Output the part of the forum thread below between "this reminds me" and "goldenquagsire (Jul 27, 2008)", inclusive, copying it word for word.

BEGIN Provided passage

The thing is, Wales is like some ten-year-old kid hanging out with big tough gang members - he might dislike the older guys, but he knows that if he pipes up he'll get the shit beaten out of him. They only let him hang out with them out of pity anyway.

edit: @AK: this is why I prefer to big up my German heritage - we might be hated by the rest of Europe but at least we aren't America's bitch


----------



## Jolty (Jul 27, 2008)

goldenquagsire said:


> The thing is, Wales is like some ten-year-old kid hanging out with big tough gang members - he might dislike the older guys, but he knows that if he pipes up he'll get the shit beaten out of him. They only let him hang out with them out of pity anyway.


Lmao

this reminds me of something Tailsy once said... the UK's a dysfunctional family, Scotland's the naggy wife who wants a divorce from England who just wants to read his newspaper, Wales is the confused little kid and Northern Ireland is the crazy aunt that just watches and laughs

or something like that anyway


----------



## goldenquagsire (Jul 27, 2008)

Wait.

In this equation of Tailsy's, who represents our overseas terroritories? Can't forget about good ol' Montserrat!


----------



## Not Meowth (Jul 27, 2008)

goldenquagsire said:


> Wait.
> 
> In this equation of Tailsy's, who represents our overseas terroritories? Can't forget about good ol' Montserrat!


Distant cousins no-one ever really sees that often, except at big family dos.


----------



## Vladimir Putin's LJ (Jul 27, 2008)

goldenquagsire said:


> edit: @AK: this is why I prefer to big up my German heritage - we might be hated by the rest of Europe but at least we aren't America's bitch


Aw, I like Germans even if you used to be nazis 'v' You guys are super organized, have awesome leather goods and you have the biggest gay pride parade in the world.
Even in WWII you had the best clothes ;w;

And yeah the UK is America's bitch right now especially since Tony was Goerge's fuckboy for seven years but at least it's not as universally hated as the US atm


----------



## Not Meowth (Jul 27, 2008)

Vladimir Putin's LJ said:


> Aw, I like Germans even if you used to be nazis 'v'


Pedantic correction: _governed by_ Nazis :3


----------



## Vladimir Putin's LJ (Jul 27, 2008)

Mike the Foxhog said:


> Pedantic correction: _governed by_ Nazis :3


And most of the population was composed of Nazis because they were desperate + if you weren't you were taken out back and shot D:


----------



## Not Meowth (Jul 27, 2008)

Vladimir Putin's LJ said:


> And most of the population was composed of Nazis because they were desperate + if you weren't you were taken out back and shot D:


They supported the Nazi Party, but it doesn't make them Nazis. Not to my knowledge anyway. To my understanding describing someone as "a Nazi" means "part of the Nazi Party".


----------



## Tailsy (Jul 27, 2008)

goldenquagsire said:


> Wait.
> 
> In this equation of Tailsy's, who represents our overseas terroritories? Can't forget about good ol' Montserrat!

END Provided passage
BEGIN Extracted records

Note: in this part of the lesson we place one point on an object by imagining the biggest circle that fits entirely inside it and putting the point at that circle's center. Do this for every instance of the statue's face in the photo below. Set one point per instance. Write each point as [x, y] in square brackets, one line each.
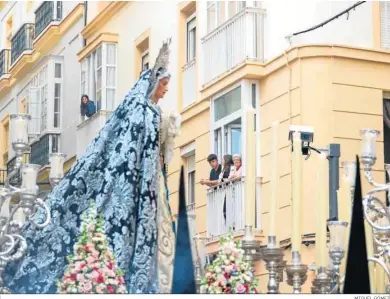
[162, 88]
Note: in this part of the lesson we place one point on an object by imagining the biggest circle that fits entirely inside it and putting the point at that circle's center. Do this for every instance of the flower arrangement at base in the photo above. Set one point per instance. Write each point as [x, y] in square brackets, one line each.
[92, 267]
[229, 273]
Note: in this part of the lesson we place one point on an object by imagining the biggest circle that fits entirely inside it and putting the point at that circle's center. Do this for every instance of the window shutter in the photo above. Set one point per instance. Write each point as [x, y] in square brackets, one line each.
[191, 163]
[385, 24]
[33, 106]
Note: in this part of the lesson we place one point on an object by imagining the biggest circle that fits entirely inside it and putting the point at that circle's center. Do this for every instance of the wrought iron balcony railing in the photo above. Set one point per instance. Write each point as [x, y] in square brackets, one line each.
[41, 149]
[22, 41]
[3, 176]
[46, 13]
[5, 61]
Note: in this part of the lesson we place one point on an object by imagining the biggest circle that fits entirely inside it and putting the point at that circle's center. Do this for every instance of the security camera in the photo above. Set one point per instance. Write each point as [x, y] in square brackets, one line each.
[307, 136]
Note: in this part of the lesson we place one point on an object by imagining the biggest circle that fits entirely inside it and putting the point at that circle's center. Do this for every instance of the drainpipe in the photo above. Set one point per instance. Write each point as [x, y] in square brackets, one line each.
[85, 19]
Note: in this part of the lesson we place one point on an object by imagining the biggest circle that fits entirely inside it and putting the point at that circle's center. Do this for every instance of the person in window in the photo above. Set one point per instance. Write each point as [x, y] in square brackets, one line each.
[215, 171]
[87, 107]
[227, 165]
[235, 175]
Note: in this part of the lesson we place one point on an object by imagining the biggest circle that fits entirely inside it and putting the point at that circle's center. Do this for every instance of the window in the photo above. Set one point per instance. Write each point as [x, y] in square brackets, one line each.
[227, 104]
[191, 38]
[385, 24]
[98, 77]
[227, 121]
[220, 11]
[145, 61]
[45, 146]
[57, 103]
[57, 95]
[191, 179]
[110, 77]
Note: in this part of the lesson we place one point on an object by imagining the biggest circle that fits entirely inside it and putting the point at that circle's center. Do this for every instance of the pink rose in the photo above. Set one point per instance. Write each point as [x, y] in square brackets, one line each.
[95, 254]
[227, 250]
[80, 278]
[94, 274]
[87, 287]
[228, 269]
[240, 288]
[90, 260]
[99, 290]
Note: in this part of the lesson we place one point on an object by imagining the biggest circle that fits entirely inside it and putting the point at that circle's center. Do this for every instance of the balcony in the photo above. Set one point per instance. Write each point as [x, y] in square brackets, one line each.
[189, 83]
[89, 129]
[238, 40]
[233, 192]
[48, 12]
[22, 41]
[5, 61]
[41, 149]
[3, 176]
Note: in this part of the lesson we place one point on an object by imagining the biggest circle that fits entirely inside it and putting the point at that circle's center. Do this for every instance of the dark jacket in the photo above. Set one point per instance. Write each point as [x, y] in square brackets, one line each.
[88, 109]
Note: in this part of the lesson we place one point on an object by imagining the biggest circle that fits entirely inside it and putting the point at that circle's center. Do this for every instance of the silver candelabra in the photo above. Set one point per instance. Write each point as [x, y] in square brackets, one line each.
[376, 212]
[273, 257]
[13, 245]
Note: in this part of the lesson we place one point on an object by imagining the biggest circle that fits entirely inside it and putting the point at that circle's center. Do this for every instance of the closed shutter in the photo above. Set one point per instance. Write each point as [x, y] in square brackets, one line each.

END Extracted records

= Finished task =
this reminds me of something Tailsy once said... the UK's a dysfunctional family, Scotland's the naggy wife who wants a divorce from England who just wants to read his newspaper, Wales is the confused little kid and Northern Ireland is the crazy aunt that just watches and laughs

or something like that anyway


----------



## goldenquagsire (Jul 27, 2008)